La Mennulara (di Simonetta Agnello Hornby)

Proposto da Oscar

Riferimenti: IBS, Wikipedia

Discussione di gennaio 2017

Sì: Oscar, Michele, Tomas, Gabriella, Giuseppe, Marisa, Maddalena, Alessandra Co., Alessandra Ce.
No: Massimo I.
Nì: Pierpaolo

Oscar (sì, proponente): qualche anno fa avevo l'abitudine di ascoltare i podcast dell'autrice su Radio Feltrinelli. Ricordo la sua introduzione ai podcast: "I pensieri di Simonetta Agnello Hornby: le riflessioni di un avvocato londinese trasformato in scrittrice italiana". Erano appuntamenti piacevoli perché raccontava delle sue esperienze professionali, del suo quotidiano, sia in Inghilterra che in Italia, e di tutte le implicazioni che derivavano dal fondersi di culture diverse. Dopo aver sentito tanto della sua vita mi è venuto naturale avvicinarmi alle sue opere. "La Mennulara" mi ha appassionato molto e ho trovato che un romanzo così avvincente andava condiviso con voi Assorbilibri.

Marisa (sì): Una Sicilia assolata, agreste, con i campi di mandorli, il canto dei grilli, i contadini all'opera, e un paese, Roccacolomba, con due classi sociali ben distinte, quella delle famiglie ricche e nobili e l'altra meno abbiente: è questo lo scenario che l'autrice ci descrive con una scrittura piana, scorrevole ed essenziale. La mennulara rappresenta un'anomalia che mal si adatta a questo mondo paesano, dove spadroneggia la pratica del pettegolezzo e dell'ipocrisia. È colei che da semianalfabeta riesce con la sua intelligenza, tenacia e sensibilità ad elevarsi culturalmente, fino ad acquisire quelle conoscenze che le permetteranno di diventare un'abile amministratrice dei beni di casa Alfallipe e un'appassionata estimatrice dell'arte greca. Soltanto pochi conosceranno la verità e, con essa, quegli eventi drammatici che hanno segnato l'infanzia e l'adolescenza della mennulara e che l'hanno portata ad essere quella che è in realtà: una persona schiva, generosa, onesta, fedele ai propri sentimenti e inflessibile contro ogni ingiustizia, ad onta dell'opinione generale e delle umiliazioni subite. Questo romanzo mi richiama l'ambiente un po' picaresco dei racconti di Camilleri da cui forse l'autrice ha tratto certi spunti, e mi ricorda un altro libro, "La porta" di Magda Szabò: anche qui troviamo lo stesso rapporto di sudditanza serva/padrona - padrona/serva e la stessa componente di orgoglio e di inaccessibilità che la “criata” erge a difesa della sua vera personalità, che rimane avvolta fino all'ultimo in un velo di mistero.

- - - - -

* COSE DA FARE:
a. Rispondi a queste domande sull'estratto:
(i) Su quale radio Oscar ascoltava i podcast dell'autrice?
(ii) Chi ha votato "Nì"?
(iii) Come si chiama il paese descritto nell'intervento di Marisa?
b. Ricopia per favore dall'estratto tutto il passo che va da "Proposto da Oscar" fino a "con voi Assorbilibri.".

- - - - -

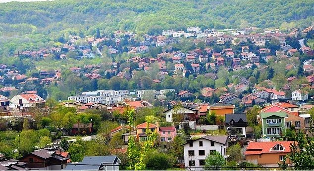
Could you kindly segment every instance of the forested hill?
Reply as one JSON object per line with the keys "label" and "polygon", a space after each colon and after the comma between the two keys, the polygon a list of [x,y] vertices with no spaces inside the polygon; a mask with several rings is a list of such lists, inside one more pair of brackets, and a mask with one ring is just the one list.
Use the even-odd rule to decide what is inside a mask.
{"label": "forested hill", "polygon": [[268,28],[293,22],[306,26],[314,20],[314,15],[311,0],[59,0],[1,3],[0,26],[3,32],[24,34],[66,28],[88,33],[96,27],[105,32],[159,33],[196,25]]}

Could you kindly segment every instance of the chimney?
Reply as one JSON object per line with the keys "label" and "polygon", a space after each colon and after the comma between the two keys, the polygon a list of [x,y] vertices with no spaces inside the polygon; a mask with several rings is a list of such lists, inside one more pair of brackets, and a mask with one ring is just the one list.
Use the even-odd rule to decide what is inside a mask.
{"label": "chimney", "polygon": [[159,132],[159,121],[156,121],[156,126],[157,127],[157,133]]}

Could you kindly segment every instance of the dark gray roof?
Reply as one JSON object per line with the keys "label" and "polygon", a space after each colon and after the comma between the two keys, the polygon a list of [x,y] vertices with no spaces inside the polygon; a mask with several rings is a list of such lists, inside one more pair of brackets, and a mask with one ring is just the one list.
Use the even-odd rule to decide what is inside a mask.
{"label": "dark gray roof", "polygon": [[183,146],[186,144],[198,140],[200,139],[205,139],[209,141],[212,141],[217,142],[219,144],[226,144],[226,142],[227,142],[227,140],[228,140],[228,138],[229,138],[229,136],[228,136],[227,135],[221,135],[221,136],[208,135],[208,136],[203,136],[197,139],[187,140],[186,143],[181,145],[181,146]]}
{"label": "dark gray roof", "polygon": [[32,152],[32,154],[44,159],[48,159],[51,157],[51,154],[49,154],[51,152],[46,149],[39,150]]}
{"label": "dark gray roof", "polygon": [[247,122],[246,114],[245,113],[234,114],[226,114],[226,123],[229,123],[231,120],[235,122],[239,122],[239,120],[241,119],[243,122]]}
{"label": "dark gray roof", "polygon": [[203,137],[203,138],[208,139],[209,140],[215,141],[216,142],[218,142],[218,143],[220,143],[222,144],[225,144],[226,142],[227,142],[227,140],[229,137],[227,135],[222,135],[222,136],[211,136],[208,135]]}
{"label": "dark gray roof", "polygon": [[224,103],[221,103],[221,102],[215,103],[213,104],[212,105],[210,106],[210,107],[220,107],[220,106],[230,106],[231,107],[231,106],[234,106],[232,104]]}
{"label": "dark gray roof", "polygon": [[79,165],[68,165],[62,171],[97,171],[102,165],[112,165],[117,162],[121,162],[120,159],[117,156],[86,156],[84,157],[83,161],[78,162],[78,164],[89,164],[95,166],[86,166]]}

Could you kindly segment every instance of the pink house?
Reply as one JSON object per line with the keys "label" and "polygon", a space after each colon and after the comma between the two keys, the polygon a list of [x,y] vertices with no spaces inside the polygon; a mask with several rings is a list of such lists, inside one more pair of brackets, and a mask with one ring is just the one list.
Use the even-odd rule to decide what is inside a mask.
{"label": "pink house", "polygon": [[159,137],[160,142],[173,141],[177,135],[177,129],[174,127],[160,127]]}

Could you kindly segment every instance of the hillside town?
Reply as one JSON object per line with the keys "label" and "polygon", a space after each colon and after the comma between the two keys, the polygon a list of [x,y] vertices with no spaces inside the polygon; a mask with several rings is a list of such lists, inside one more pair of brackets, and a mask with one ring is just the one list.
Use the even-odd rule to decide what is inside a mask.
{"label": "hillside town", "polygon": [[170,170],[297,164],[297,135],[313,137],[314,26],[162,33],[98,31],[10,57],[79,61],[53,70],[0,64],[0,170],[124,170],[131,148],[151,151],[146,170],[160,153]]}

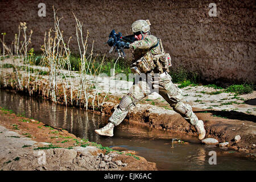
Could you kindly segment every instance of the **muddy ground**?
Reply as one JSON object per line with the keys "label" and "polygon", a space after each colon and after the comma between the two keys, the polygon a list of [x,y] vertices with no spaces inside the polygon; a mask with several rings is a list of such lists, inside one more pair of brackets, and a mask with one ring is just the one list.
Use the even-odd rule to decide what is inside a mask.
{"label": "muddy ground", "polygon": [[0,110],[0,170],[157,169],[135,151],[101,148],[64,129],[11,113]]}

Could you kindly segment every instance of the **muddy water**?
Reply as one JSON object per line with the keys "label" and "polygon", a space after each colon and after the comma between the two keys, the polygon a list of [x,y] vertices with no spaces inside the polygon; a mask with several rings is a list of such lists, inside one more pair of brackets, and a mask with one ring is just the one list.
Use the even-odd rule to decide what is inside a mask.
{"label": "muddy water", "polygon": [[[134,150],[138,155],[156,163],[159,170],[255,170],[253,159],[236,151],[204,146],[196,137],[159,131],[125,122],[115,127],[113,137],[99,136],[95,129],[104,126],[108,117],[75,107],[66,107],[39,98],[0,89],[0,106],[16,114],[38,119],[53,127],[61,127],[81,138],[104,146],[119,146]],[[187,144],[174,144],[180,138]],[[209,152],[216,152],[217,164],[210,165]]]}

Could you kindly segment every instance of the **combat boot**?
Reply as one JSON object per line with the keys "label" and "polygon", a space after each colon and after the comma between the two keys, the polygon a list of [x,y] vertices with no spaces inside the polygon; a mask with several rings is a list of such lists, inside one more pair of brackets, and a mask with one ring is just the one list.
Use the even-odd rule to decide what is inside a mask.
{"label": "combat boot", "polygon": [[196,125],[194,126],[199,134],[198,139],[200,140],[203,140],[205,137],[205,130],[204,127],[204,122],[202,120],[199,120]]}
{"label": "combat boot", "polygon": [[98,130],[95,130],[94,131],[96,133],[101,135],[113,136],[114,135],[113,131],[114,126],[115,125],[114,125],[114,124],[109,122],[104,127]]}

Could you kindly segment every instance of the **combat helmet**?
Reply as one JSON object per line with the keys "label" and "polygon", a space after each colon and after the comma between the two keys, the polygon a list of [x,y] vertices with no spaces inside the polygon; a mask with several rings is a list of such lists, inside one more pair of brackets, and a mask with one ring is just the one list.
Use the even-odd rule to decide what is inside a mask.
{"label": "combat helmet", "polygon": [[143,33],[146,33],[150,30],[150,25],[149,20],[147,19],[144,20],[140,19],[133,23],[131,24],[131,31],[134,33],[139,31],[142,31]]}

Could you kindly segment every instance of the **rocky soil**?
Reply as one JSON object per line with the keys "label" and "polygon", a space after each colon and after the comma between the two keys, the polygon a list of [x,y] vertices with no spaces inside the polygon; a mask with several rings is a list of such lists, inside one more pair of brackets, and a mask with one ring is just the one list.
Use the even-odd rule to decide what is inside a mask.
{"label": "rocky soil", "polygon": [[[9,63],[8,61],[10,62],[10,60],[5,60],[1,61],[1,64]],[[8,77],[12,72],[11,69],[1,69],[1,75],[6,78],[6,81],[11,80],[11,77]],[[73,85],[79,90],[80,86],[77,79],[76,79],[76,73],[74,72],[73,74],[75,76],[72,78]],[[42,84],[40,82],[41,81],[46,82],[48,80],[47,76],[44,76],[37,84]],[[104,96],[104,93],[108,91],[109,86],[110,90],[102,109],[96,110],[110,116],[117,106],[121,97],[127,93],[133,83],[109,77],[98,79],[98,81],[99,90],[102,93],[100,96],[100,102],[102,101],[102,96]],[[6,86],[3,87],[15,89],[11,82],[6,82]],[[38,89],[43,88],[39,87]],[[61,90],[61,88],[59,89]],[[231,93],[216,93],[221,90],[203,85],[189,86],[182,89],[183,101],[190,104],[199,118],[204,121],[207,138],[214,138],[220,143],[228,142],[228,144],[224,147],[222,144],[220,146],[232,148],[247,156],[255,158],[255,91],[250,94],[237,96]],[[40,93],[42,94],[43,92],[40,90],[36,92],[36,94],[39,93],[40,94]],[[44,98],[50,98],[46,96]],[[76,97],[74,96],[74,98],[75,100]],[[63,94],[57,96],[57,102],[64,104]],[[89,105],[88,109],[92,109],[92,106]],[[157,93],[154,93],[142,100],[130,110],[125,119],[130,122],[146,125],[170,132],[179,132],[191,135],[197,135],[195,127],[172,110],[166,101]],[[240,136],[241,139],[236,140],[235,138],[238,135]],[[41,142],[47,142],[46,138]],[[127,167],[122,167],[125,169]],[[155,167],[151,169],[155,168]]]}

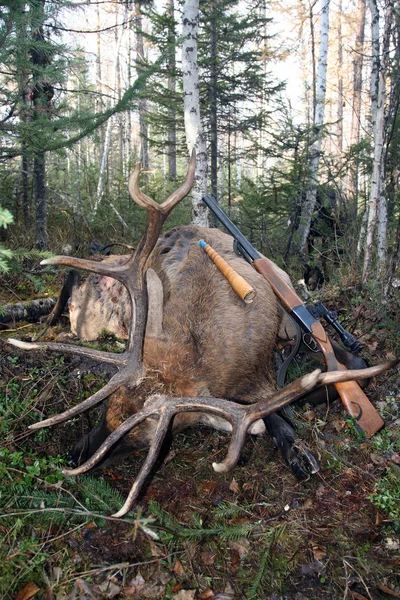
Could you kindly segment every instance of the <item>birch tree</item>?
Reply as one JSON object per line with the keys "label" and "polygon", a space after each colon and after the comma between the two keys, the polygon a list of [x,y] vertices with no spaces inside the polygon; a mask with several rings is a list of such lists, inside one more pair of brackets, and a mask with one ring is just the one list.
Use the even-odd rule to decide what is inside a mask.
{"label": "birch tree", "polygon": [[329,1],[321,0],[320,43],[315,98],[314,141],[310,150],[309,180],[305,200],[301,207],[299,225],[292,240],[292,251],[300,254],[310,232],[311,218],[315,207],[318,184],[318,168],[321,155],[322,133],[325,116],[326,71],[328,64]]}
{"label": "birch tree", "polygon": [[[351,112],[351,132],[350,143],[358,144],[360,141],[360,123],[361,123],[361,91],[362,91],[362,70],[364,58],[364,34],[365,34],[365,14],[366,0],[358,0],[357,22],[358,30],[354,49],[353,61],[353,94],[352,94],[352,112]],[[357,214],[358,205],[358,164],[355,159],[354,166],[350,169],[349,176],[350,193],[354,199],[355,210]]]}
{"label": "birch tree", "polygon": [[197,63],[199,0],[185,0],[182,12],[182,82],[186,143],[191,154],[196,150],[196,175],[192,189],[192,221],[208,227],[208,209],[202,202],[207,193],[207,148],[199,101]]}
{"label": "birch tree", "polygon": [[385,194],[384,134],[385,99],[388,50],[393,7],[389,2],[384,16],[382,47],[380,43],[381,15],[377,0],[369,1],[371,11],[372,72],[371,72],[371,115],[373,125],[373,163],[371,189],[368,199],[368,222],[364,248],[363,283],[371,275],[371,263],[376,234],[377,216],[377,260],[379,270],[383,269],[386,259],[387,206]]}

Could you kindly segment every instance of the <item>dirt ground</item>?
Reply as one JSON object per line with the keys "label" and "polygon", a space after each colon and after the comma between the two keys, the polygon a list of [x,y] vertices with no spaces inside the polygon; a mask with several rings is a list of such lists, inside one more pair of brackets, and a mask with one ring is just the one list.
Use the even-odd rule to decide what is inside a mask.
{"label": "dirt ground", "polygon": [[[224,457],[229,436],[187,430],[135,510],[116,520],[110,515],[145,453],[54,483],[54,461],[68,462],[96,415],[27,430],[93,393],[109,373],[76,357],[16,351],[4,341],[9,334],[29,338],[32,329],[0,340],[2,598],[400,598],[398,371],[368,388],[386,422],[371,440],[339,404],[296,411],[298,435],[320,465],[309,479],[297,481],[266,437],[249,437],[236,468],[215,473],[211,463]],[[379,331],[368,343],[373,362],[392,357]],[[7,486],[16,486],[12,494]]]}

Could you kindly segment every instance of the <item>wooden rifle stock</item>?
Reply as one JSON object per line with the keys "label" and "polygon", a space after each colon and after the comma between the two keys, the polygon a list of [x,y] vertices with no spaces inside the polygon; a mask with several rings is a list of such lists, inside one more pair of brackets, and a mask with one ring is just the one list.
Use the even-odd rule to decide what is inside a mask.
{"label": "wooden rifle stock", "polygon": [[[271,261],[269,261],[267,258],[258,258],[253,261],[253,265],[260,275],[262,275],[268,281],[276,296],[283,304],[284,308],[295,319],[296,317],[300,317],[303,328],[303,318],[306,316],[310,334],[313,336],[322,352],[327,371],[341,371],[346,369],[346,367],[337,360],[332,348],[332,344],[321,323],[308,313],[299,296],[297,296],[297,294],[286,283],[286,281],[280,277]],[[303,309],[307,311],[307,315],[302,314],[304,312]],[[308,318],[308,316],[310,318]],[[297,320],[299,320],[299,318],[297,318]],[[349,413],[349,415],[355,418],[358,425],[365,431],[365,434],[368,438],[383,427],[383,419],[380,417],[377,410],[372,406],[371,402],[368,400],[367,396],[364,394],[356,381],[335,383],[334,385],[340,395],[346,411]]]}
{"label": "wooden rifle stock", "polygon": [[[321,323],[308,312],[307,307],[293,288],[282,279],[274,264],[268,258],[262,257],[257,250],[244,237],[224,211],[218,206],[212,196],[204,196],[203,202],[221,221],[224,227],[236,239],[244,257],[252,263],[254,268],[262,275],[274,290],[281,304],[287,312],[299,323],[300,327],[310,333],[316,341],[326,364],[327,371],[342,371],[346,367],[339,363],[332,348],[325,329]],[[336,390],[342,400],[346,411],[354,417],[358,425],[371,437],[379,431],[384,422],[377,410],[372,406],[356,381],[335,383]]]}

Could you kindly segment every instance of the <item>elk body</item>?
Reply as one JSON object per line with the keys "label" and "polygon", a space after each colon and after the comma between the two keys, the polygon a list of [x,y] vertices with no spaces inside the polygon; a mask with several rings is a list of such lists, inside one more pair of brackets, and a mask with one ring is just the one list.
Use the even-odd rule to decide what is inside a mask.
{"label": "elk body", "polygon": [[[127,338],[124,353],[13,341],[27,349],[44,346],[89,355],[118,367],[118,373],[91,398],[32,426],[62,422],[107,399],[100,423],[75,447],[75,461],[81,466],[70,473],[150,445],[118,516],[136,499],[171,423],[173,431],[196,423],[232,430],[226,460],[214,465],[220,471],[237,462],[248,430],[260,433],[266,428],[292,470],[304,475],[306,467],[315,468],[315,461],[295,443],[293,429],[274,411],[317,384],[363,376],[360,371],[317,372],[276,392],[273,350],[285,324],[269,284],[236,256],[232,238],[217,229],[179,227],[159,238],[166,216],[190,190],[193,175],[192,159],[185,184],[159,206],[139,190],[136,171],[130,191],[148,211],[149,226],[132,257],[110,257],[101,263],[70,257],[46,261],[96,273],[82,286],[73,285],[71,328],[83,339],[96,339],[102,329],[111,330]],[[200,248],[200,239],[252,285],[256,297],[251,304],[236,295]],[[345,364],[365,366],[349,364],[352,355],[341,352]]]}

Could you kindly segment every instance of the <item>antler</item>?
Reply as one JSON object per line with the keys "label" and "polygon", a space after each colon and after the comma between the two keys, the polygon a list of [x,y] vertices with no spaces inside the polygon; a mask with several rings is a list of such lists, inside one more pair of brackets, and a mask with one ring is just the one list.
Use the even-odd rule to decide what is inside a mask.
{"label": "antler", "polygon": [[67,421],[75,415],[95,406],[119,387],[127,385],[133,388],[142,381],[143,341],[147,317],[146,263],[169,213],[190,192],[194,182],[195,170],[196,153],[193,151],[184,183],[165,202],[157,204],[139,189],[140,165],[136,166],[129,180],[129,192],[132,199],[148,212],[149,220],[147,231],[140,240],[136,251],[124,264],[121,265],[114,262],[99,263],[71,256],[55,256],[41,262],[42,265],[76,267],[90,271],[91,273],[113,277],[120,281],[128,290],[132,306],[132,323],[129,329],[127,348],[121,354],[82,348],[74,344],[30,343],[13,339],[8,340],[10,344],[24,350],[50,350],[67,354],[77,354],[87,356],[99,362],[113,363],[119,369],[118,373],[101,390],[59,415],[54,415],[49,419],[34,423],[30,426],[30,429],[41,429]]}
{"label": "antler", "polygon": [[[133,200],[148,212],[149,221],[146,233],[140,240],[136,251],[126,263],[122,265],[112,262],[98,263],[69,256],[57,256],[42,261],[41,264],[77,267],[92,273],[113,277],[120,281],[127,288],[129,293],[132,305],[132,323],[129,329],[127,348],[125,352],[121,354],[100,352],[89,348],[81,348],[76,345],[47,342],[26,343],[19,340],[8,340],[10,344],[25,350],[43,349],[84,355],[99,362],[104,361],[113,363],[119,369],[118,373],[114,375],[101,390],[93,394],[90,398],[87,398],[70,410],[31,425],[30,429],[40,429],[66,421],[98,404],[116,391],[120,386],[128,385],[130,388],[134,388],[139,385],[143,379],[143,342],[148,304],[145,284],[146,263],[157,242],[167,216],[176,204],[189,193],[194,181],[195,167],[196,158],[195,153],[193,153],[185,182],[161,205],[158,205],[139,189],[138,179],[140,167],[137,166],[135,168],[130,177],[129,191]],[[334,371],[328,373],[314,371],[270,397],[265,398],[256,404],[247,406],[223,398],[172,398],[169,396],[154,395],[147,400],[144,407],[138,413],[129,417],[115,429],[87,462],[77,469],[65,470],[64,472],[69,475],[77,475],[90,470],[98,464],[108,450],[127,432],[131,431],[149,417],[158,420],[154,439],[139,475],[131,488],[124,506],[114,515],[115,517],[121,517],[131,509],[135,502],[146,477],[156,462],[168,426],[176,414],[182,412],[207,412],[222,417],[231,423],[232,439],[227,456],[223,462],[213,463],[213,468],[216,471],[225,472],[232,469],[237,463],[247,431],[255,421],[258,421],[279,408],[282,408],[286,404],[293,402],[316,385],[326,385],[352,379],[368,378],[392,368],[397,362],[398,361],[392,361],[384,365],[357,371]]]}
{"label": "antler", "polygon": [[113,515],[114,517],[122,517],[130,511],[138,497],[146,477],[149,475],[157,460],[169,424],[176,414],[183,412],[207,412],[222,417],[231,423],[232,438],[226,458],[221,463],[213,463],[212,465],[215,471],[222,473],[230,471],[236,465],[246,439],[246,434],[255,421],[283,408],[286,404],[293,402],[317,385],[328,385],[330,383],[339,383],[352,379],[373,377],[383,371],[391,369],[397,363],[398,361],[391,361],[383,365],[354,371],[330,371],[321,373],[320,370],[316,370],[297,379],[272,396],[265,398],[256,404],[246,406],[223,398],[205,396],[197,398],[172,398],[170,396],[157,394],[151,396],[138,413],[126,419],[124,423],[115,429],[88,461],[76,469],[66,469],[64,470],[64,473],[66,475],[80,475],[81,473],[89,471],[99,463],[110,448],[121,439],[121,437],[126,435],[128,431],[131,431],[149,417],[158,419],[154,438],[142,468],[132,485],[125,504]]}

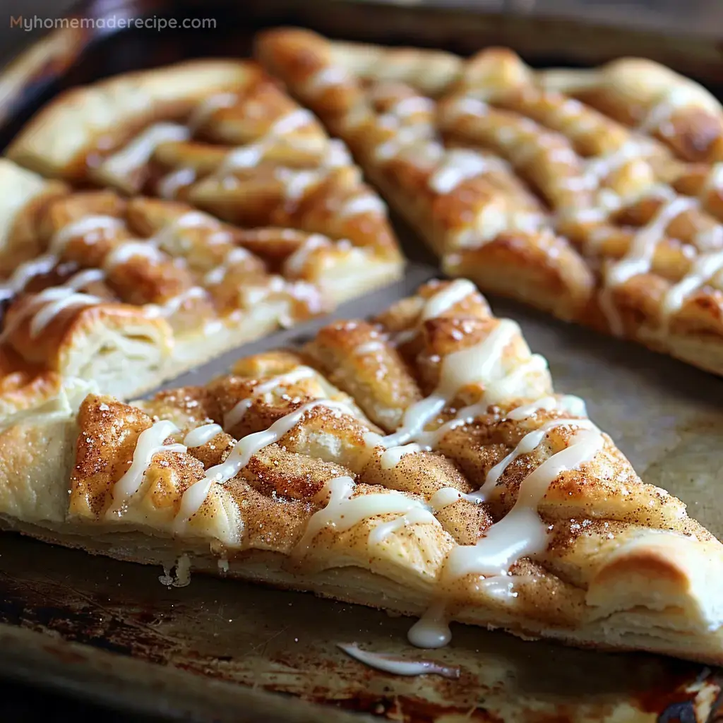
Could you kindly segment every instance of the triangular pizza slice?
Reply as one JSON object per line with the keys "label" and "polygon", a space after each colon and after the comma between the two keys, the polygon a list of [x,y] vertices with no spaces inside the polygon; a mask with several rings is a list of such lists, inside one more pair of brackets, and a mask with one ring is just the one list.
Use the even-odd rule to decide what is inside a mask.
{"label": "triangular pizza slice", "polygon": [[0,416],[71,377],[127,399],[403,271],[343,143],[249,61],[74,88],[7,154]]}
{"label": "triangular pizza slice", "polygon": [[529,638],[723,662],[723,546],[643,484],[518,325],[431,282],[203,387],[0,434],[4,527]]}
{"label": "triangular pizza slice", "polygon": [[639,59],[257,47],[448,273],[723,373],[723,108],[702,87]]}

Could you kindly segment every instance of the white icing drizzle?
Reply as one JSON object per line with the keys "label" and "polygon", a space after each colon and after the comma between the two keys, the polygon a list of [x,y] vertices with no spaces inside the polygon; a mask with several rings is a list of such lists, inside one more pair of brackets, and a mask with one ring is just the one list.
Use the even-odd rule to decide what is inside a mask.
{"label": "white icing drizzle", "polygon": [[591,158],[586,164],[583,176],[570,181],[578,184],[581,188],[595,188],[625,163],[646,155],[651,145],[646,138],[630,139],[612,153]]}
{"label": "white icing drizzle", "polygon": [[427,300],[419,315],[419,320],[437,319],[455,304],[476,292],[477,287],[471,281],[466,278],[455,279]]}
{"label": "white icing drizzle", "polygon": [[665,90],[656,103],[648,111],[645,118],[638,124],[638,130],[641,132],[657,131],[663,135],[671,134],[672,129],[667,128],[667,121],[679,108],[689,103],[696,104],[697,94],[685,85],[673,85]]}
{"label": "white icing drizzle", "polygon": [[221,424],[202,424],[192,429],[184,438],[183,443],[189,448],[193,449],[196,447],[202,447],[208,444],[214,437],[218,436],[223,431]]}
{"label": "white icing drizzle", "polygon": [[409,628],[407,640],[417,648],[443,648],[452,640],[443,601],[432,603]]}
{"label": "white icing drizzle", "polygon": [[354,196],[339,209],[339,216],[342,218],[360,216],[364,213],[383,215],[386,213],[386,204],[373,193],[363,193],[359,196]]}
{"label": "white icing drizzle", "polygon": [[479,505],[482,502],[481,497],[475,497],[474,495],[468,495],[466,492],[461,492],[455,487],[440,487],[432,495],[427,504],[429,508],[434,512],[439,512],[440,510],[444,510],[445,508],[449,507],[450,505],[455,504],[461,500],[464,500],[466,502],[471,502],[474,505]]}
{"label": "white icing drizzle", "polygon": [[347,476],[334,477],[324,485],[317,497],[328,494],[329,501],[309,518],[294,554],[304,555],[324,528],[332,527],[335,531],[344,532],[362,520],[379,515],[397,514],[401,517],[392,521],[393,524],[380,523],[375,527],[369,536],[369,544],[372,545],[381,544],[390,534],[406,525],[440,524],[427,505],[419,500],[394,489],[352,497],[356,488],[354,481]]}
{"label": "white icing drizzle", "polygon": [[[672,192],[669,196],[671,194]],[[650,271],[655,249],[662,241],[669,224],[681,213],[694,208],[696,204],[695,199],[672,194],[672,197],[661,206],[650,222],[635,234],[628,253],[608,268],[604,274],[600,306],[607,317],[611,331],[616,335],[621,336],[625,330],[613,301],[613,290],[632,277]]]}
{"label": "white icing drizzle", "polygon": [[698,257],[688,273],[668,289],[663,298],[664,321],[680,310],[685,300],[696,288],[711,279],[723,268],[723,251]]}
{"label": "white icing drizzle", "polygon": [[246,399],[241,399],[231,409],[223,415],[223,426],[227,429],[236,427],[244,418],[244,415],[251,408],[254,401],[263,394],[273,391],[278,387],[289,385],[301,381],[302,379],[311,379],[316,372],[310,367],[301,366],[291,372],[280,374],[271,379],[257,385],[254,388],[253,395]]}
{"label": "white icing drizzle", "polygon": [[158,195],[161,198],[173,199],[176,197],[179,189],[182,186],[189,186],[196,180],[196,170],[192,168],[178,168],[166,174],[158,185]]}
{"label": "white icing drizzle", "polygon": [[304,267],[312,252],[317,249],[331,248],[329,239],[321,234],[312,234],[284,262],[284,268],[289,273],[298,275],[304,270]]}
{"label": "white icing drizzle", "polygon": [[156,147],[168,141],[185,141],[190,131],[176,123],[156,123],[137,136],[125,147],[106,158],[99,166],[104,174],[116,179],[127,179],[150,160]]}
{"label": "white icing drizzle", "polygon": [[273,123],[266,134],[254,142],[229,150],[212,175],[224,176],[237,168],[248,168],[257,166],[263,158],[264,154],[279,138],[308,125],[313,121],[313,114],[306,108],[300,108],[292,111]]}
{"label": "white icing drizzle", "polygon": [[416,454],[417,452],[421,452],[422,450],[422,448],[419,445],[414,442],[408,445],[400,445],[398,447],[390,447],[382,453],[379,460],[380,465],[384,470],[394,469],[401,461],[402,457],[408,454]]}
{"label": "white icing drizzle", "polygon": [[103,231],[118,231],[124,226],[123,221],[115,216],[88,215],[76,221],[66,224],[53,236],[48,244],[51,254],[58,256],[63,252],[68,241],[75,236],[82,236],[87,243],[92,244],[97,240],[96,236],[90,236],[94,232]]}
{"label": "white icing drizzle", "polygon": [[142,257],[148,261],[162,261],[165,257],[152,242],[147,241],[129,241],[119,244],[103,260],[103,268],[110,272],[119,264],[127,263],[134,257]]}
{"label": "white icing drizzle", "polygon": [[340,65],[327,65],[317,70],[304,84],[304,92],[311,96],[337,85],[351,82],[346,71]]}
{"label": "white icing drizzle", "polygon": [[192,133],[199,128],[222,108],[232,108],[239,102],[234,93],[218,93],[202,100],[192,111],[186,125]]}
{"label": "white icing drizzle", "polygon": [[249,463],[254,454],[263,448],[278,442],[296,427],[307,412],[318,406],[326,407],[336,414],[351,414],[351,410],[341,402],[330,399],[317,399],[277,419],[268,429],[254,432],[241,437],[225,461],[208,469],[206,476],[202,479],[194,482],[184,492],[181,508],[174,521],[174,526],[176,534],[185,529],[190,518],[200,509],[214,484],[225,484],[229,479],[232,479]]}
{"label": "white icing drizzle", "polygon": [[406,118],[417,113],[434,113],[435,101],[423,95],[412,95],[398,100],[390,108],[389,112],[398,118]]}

- - - - -

* LE SOLUZIONI:
a.
(i) Radio Feltrinelli
(ii) Pierpaolo
(iii) Roccacolomba

b.
Proposto da Oscar

Riferimenti: IBS, Wikipedia

Discussione di gennaio 2017

Sì: Oscar, Michele, Tomas, Gabriella, Giuseppe, Marisa, Maddalena, Alessandra Co., Alessandra Ce.
No: Massimo I.
Nì: Pierpaolo

Oscar (sì, proponente): qualche anno fa avevo l'abitudine di ascoltare i podcast dell'autrice su Radio Feltrinelli. Ricordo la sua introduzione ai podcast: "I pensieri di Simonetta Agnello Hornby: le riflessioni di un avvocato londinese trasformato in scrittrice italiana". Erano appuntamenti piacevoli perché raccontava delle sue esperienze professionali, del suo quotidiano, sia in Inghilterra che in Italia, e di tutte le implicazioni che derivavano dal fondersi di culture diverse. Dopo aver sentito tanto della sua vita mi è venuto naturale avvicinarmi alle sue opere. "La Mennulara" mi ha appassionato molto e ho trovato che un romanzo così avvincente andava condiviso con voi Assorbilibri.